## Testo del documento
La fraternità si crea con la misericordia e tu, caro fra Bruno, con l’ordinazione sacerdotale e le facoltà necessarie, diventerai ministro di misericordia, cioè ministro di fraternità non solo per l’Ordine dei Frati ma per l’intera Chiesa. Il ministero di confessore, che ti prego di svolgere con dedizione e passione, ti offrirà l’opportunità di mettere in pratica quest’altra parola di Gesù:Guarite i malati che vi si trovano” (Lc 10, 9). Ricordati che la malattia dello spirito, della coscienza è ben peggiore di quella del corpo, perché mentre la malattia corporale può portare alla morte fisica, quella della coscienza può portare alla morte eterna. Usa abbondante l’olio della misericordia, ma non senza aver versato il vino della verità perché il perdono che amministrerai nel nome di Gesù Salvatore scaturisca dalla coscienza del proprio peccato e dal desiderio di salvezza eterna. E così a tutti potrai dire: “«È vicino a voi il regno di Dio»” (Lc 10, 9).

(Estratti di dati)
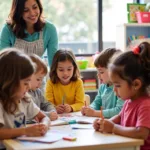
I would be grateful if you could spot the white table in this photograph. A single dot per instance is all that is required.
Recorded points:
(87, 139)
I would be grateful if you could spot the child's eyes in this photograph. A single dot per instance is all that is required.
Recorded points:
(26, 83)
(117, 85)
(25, 10)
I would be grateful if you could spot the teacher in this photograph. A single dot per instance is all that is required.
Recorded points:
(27, 30)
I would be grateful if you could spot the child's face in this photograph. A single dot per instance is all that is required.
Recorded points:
(122, 88)
(102, 74)
(65, 71)
(36, 80)
(31, 12)
(24, 87)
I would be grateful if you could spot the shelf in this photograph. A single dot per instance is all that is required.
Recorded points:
(135, 24)
(127, 30)
(91, 91)
(88, 70)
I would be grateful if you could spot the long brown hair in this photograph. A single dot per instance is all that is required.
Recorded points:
(14, 66)
(105, 56)
(39, 63)
(130, 66)
(61, 56)
(16, 21)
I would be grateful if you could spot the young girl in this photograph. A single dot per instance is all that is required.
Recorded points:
(65, 88)
(35, 91)
(16, 69)
(130, 74)
(27, 30)
(106, 97)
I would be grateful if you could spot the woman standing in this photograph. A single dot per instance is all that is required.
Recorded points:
(26, 29)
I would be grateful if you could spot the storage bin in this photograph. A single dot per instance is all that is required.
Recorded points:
(143, 17)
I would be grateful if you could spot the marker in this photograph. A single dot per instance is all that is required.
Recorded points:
(101, 113)
(69, 138)
(72, 122)
(63, 100)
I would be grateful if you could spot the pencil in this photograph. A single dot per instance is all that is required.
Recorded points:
(101, 113)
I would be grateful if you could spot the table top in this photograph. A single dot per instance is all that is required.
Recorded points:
(86, 138)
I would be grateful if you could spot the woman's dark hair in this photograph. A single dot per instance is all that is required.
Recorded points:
(16, 22)
(14, 66)
(133, 65)
(61, 56)
(105, 56)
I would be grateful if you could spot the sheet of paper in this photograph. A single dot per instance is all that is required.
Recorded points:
(82, 126)
(48, 138)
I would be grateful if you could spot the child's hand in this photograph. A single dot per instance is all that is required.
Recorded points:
(53, 116)
(89, 111)
(36, 130)
(68, 108)
(96, 124)
(106, 126)
(60, 109)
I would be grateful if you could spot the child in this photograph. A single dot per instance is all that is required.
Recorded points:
(106, 97)
(65, 88)
(37, 95)
(130, 74)
(16, 69)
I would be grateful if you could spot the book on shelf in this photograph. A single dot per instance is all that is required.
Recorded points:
(73, 120)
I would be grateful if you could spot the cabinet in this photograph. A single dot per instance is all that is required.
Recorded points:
(127, 30)
(90, 82)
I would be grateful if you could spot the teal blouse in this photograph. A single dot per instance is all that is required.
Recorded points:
(108, 100)
(50, 39)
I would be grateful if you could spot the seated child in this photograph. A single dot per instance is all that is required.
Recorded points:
(16, 69)
(106, 97)
(130, 75)
(35, 91)
(65, 88)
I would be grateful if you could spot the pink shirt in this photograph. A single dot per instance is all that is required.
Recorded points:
(137, 114)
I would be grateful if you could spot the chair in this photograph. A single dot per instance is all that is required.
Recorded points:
(87, 99)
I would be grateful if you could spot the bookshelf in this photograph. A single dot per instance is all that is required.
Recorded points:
(126, 30)
(90, 82)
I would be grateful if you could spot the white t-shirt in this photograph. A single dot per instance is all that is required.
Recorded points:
(18, 119)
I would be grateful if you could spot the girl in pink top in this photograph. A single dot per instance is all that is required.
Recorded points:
(130, 74)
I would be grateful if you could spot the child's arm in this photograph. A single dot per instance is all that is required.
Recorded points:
(49, 95)
(88, 111)
(79, 96)
(6, 133)
(97, 102)
(34, 130)
(43, 119)
(110, 127)
(133, 132)
(117, 106)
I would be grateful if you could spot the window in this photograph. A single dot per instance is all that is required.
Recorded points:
(114, 13)
(77, 23)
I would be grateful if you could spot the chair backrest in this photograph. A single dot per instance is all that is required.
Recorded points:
(87, 99)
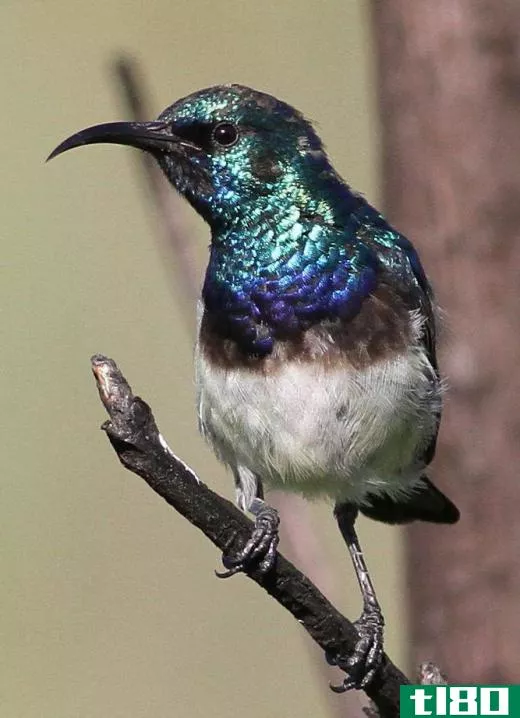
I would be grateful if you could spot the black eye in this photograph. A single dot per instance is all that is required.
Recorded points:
(225, 134)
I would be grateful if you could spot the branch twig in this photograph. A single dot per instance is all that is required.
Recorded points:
(134, 435)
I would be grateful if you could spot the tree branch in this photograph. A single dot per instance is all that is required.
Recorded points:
(134, 435)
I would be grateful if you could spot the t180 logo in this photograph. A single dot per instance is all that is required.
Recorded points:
(447, 701)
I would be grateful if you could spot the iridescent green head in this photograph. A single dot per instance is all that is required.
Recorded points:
(225, 148)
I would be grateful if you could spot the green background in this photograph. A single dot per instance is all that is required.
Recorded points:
(109, 605)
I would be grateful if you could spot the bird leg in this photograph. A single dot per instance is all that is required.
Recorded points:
(362, 665)
(261, 548)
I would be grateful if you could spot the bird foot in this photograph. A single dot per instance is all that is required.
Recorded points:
(261, 547)
(362, 665)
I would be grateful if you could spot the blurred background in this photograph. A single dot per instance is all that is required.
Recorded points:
(97, 619)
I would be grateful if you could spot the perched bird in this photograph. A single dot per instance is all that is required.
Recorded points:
(315, 360)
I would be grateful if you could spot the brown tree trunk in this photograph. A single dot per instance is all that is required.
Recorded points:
(449, 74)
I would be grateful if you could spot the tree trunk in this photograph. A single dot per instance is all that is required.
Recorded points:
(449, 76)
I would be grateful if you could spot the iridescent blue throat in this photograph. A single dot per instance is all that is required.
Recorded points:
(272, 280)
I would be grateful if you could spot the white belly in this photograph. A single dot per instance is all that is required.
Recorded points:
(322, 431)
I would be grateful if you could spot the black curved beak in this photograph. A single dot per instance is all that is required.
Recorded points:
(155, 137)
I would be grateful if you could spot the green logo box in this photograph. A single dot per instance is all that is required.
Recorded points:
(447, 701)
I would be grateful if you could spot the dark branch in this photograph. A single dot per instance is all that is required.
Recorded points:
(140, 447)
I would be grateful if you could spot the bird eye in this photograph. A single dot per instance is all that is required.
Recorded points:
(225, 134)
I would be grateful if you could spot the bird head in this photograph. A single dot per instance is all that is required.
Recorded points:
(229, 150)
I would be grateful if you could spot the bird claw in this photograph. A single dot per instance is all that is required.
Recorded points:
(260, 549)
(361, 667)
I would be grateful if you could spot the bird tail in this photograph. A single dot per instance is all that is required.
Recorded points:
(425, 503)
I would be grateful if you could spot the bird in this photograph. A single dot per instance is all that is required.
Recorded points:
(315, 361)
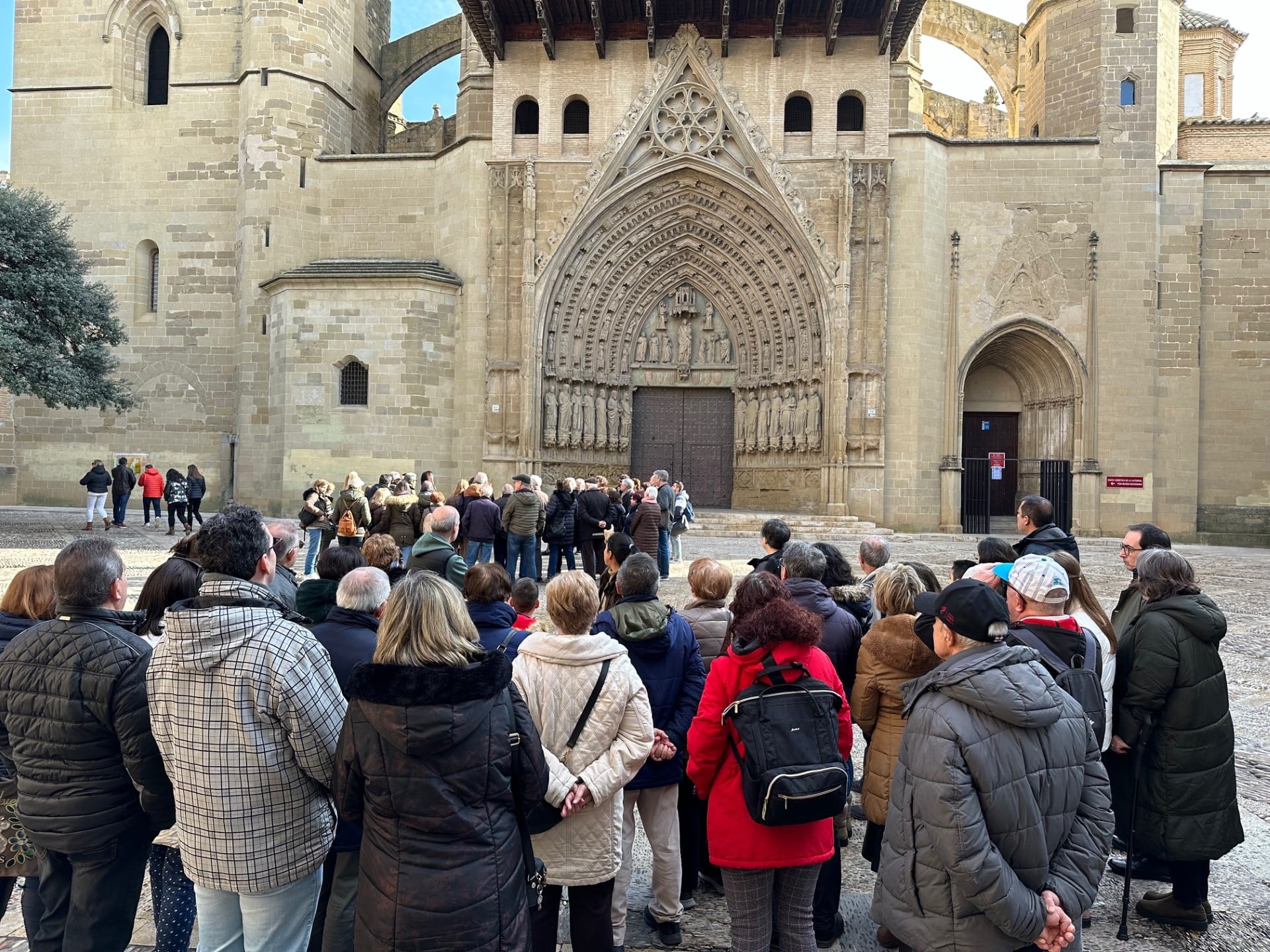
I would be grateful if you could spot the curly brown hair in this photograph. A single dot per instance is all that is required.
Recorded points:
(763, 614)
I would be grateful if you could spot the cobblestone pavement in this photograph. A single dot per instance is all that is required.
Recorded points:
(1236, 579)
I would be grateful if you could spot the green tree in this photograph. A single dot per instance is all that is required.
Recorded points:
(56, 329)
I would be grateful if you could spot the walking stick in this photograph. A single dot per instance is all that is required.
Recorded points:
(1140, 752)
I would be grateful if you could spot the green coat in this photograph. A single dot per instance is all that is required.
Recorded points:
(1167, 664)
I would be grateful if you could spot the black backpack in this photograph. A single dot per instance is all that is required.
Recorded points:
(1079, 676)
(792, 771)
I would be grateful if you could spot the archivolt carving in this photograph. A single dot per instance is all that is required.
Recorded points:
(683, 111)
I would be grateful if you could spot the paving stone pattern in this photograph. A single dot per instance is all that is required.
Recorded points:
(1236, 579)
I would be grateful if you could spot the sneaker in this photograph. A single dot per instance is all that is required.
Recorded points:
(667, 933)
(1170, 912)
(1155, 895)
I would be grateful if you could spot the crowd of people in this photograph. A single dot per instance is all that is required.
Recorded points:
(415, 749)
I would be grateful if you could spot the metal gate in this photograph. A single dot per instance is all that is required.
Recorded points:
(1056, 485)
(687, 432)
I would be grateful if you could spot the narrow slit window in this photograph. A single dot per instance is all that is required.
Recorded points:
(355, 383)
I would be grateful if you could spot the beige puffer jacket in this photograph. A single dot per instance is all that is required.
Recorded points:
(556, 674)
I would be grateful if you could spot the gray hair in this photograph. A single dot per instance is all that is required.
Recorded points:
(364, 590)
(286, 537)
(444, 520)
(84, 571)
(1164, 573)
(875, 551)
(638, 575)
(802, 560)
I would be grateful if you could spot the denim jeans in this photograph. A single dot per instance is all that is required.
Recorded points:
(275, 920)
(312, 555)
(479, 551)
(520, 549)
(91, 898)
(559, 551)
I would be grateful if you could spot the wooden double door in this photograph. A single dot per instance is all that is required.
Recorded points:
(689, 433)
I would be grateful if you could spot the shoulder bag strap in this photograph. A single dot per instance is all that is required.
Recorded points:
(588, 707)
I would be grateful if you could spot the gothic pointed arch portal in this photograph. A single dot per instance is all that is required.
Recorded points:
(687, 267)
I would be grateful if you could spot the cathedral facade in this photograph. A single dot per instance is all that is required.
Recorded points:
(740, 240)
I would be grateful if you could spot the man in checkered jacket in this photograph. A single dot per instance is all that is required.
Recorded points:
(245, 710)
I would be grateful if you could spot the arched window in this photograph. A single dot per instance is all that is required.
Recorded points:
(798, 114)
(577, 117)
(355, 383)
(157, 67)
(154, 282)
(526, 118)
(851, 113)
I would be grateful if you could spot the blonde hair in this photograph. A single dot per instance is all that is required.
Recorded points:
(709, 580)
(896, 588)
(380, 551)
(573, 602)
(426, 623)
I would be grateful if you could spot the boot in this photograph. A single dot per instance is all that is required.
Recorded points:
(1154, 895)
(1170, 912)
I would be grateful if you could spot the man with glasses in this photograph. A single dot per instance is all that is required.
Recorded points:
(1137, 539)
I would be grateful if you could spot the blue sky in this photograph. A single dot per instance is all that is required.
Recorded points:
(949, 70)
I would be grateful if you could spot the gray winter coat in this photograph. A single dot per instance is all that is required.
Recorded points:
(999, 793)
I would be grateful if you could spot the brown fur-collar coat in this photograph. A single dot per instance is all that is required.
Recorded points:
(890, 654)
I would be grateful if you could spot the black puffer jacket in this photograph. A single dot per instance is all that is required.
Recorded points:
(425, 766)
(74, 721)
(1167, 664)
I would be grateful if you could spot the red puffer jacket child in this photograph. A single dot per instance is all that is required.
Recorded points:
(790, 634)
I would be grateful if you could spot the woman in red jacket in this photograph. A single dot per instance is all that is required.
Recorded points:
(769, 873)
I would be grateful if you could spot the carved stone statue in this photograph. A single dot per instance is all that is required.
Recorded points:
(813, 419)
(765, 422)
(549, 414)
(588, 418)
(751, 422)
(800, 420)
(614, 411)
(601, 420)
(788, 420)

## Parti dell'esercizio
a - Traduci in inglese questa frase del testo sul ministero di misericordia: "Ricordati che la malattia dello spirito, della coscienza è ben peggiore di quella del corpo, perché mentre la malattia corporale può portare alla morte fisica, quella della coscienza può portare alla morte eterna."
b - Riprendi il testo sul ministero di misericordia e portalo avanti dopo la sua ultima frase.

## Risposte
a - Remember that the sickness of the spirit, of the conscience, is far worse than that of the body, because while bodily sickness can lead to physical death, the sickness of the conscience can lead to eternal death.

b -
Con questi sentimenti ci prepariamo ad invocare lo Spirito Creatore che modelli in te il volto del bel Pastore.

Ringrazio tutti coloro che ti hanno formato: in particolare i tuoi Genitori, il Ministro Provinciale e gli altri Superiori.

A voi, cari Fedeli, chiedo di aiutare con la preghiera e con l’esempio fra Bruno perché custodisca la sua vocazione, l’unico vero tesoro posto nelle sue mani. Veglino su di te la beata Vergine Maria, San Luca, il Padre San Francesco, la Madre Santa Chiara, San Bruno, San Barsanofio e i Ss. Medici. Amen.